:: MATERIAL FOR THIS TASK

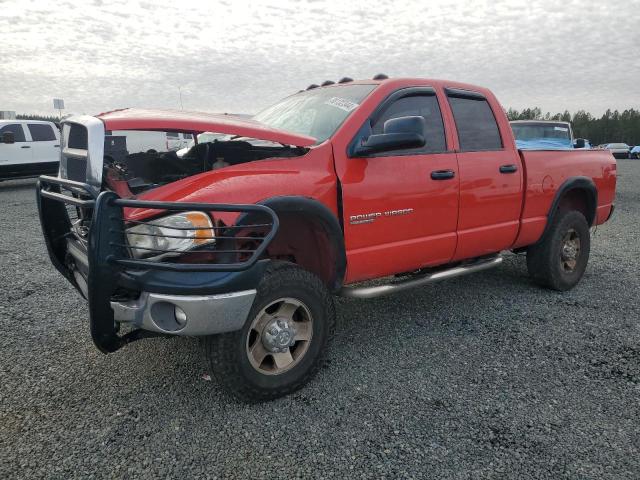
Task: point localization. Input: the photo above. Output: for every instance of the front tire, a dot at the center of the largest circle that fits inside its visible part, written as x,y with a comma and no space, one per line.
284,340
560,258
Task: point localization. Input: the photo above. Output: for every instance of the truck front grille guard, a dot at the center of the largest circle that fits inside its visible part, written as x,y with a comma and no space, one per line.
108,226
109,256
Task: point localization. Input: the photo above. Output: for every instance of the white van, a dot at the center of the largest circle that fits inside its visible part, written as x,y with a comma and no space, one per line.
28,148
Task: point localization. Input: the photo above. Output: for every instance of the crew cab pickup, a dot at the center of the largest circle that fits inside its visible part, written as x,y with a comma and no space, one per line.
246,239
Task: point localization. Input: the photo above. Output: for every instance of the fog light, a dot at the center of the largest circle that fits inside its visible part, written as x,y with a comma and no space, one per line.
181,316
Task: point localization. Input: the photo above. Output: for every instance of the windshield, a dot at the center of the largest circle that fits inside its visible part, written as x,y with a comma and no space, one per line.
317,113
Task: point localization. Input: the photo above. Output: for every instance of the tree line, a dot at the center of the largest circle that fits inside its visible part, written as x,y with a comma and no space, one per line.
611,127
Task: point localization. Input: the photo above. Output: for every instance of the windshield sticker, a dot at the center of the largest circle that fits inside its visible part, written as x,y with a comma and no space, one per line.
342,104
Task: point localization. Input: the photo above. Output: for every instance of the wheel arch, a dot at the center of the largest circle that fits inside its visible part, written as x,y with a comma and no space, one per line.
575,193
311,233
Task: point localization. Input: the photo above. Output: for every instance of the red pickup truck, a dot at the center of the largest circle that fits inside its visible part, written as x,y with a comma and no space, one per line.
245,238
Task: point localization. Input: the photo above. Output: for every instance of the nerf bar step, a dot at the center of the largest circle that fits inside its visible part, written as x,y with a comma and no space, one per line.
389,288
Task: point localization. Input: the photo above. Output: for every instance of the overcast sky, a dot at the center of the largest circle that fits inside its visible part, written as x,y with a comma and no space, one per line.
239,56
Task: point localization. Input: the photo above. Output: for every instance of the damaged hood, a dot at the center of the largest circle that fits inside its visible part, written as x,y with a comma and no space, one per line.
179,120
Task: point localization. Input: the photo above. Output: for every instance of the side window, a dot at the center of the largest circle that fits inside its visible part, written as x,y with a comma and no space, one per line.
16,128
419,105
476,125
41,132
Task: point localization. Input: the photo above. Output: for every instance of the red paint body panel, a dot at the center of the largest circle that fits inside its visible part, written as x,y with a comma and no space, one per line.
546,171
310,175
480,211
179,120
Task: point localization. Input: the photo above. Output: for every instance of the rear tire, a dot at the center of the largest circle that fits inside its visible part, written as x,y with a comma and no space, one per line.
560,258
291,304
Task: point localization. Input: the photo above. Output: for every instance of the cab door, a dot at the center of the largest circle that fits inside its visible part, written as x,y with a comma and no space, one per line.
490,177
400,208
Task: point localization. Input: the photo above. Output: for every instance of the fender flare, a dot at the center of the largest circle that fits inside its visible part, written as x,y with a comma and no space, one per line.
311,208
574,183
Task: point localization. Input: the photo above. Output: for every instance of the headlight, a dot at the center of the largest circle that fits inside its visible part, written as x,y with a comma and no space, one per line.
180,232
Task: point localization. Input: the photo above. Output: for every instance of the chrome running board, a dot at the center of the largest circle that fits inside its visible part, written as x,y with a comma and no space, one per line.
389,288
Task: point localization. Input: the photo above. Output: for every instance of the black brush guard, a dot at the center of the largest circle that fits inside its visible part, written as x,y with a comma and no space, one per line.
109,265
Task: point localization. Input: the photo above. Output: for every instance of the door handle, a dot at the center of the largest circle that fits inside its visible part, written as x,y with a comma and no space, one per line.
442,174
508,168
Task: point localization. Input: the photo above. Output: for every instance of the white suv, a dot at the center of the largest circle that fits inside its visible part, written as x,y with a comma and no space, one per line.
28,148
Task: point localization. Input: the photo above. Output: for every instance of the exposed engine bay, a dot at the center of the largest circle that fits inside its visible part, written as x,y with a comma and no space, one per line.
149,169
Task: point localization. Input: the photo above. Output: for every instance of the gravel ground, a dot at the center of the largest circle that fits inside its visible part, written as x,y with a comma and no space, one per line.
485,376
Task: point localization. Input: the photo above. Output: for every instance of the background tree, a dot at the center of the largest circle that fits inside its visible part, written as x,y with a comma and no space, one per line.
611,127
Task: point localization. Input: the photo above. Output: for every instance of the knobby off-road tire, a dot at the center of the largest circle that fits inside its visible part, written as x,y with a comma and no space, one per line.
290,303
560,258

::::

Rewrite the whole listing with "the photo above" changed to "the image above" everywhere and nothing else altered, leaving out the pictures.

Task: point localization. Input: the image above. Output: for every instance of the front tire, a dot at the center of the largest circle that fits inside its visible part, written as x,y with a comma and no space, one per line.
284,340
560,258
Task: point localization. Input: the image above. Output: for every instance of the truck front grille guard, a dot at the center of the largest circle that fits inside its visible part, written as x,y with a comma and no space, one per line.
108,226
109,256
Task: point localization. Input: the image above. Output: for every instance of the white van, a dot at the center of the largest circle that fits inside its visible part, written as x,y with a comma and no space, one per line.
28,148
Task: point localization. Input: the image above. Output: for every instance of the crew cab pickup, a dot at the center of the largest circle that fits inside its visible part, written as x,y with a comma and no space, one per line.
246,239
Task: point localization. Input: the image above. Output: for every instance of the fog light, a dot at the center of the largest circle that fits inside its visible part, written as x,y with a comma and no space, one per line.
181,316
Task: point localization. Input: the image above. Output: for every instance of the windshield, a dot at the center of the largest circle that fits inside its visible part, written as x,y with a comma and no space, one per line.
317,113
Task: point localization. Input: the image above. Output: for every instance of the tree line, a dot at the center of the largest circle that fits inside its visible part, written as x,y with a comma and no space, one per line.
611,127
Task: point localization. Input: the image above. Output: for every instance of the windshield sticker, a dot at the center of the largest circle that fits inside its visible part, written as x,y with a comma and no space, one per line.
342,104
Task: point localization. Input: the image above. Output: for every instance of the wheel arch, a dot at the center of the largest circle that fits inside its visible part, written as x,y with a comma and no space, one per line.
575,193
311,233
Task: point localization. Input: the image above. Output: for every instance of the red pickup truck, a dot at the center of the largest circle that fits inside its visible part, written as x,y with a comma and no space, one per line.
245,238
Task: point localization. Input: the image above. Output: for every instance of the nerf bar step, a dot at the center of the largest circle that fits inside its visible part, written as x,y with a comma and no space, one per line.
389,288
Task: point localization. Input: the image above. Output: for every instance of the overcast sky, a dot at the center of the largest circle that fits inside its visible part, written as x,y with a comma and no space, one per line.
239,56
Task: point localization. Input: the image above. Output: for every instance of the damaged hood, a dot at the center of the largest circle that fits inside its visible part, written as x,y with a comma and no space, one per line.
179,120
Task: point localization. Input: the image above. Output: for every instance of the side window, a dot at the center of the largest circle that fits inside its visible part, written as x,y with a comma and no space, one per line.
16,128
419,105
476,125
41,132
Task: point localization. Input: the image above. Output: for every instance of the red paint body panel, a dot at the center of the largest circle that fits inside its visible part, written as x,y with a comma and no space, one per line.
546,171
310,175
480,211
179,120
Task: point localization. Input: the image above. Output: for every instance of the rear tire, a dot at the center of the largest circle that fits inside its visible part, written as x,y with a comma and no space, one per line.
560,258
291,304
Task: point localization. Input: the image above. Output: for every instance of the cab door, a dot at the center of the largest circle that fits inside its visible part, written as x,y with a comma and no space, one per line.
490,177
400,208
Task: point localization. Input: the image above. Output: for every instance of the fender flare, a dot at the center of the largest circle that fits inside its visible part, written as x,y with a comma and no space, one per line.
311,208
574,183
Task: point localization. Input: the image above. Output: for every instance of the headlight, a dot at the center of the largest circle that fits inside its visible part, written as x,y with a comma and no space, one per line.
180,232
Task: point localization. Input: the image above. Output: for every instance of the chrome running board, a dot at the center of the largest circle that fits inside its visible part, written as x,y with a comma and no space, one per line.
389,288
Task: point localization. Input: the image above. Output: for every instance of the black brush guard, a dot at the center of the largest circle that fits inside its visible part, written as x,y with a comma and no space, one per line.
109,265
Task: point localization. Input: the image above. Output: for every instance of the door handle, a dot at the center of the largest circle that fits inside its visible part, written as x,y with a comma and no space, one per line.
442,174
508,168
Task: point localization. Input: the image above. Output: for every instance of the white suv, a dot at the center of the largest circle that fits inside its visible part, written as x,y with a comma and no space, one per line.
28,148
Task: point localization. Input: the image above. Output: for every instance of the exposed engine bay, a dot at the center of the largest circle that fits inside its visible part, written as x,y with a comma and no space, one per line.
149,169
Task: point localization. Input: the image above. Output: for every instance of the gravel ground, a dot at the center of the largest circle that fits inside its visible part, written as x,y with a comma and no space, one per line.
485,376
Task: point localization. Input: the image above. Output: for every instance of the background tree, a dot at the center of the largest circle that fits inside its visible part, written as x,y with a comma and no space, one per line.
611,127
Task: point localization. Input: the image above. Output: for every instance of the knobby off-road tire, a dot at the center of the largest circle that fits inside its visible part, written as x,y with a comma and no space, one per line.
290,303
560,258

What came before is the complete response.